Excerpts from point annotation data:
----

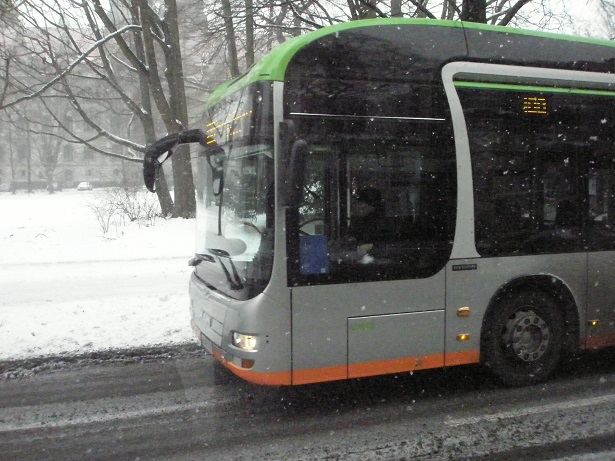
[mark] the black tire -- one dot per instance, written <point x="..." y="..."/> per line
<point x="522" y="338"/>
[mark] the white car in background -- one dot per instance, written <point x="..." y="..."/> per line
<point x="84" y="186"/>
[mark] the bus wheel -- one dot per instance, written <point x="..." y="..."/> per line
<point x="523" y="336"/>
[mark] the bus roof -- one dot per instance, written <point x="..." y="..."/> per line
<point x="272" y="67"/>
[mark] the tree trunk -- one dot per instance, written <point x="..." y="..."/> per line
<point x="474" y="11"/>
<point x="149" y="132"/>
<point x="231" y="40"/>
<point x="396" y="9"/>
<point x="249" y="33"/>
<point x="185" y="203"/>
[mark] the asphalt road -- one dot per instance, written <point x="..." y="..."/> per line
<point x="186" y="407"/>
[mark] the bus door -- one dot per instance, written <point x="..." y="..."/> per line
<point x="366" y="257"/>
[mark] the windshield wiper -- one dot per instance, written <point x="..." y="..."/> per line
<point x="234" y="280"/>
<point x="199" y="258"/>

----

# Short task
Put every line from the one containing "[mark] the windshield" through the end of the data into a JSON list of strings, with one string per line and blank lines omitted.

# Exercise result
[
  "[mark] the windshield wiper -- one dot per instance, written <point x=\"...\" y=\"...\"/> per line",
  "<point x=\"234\" y=\"280\"/>",
  "<point x=\"199\" y=\"258\"/>"
]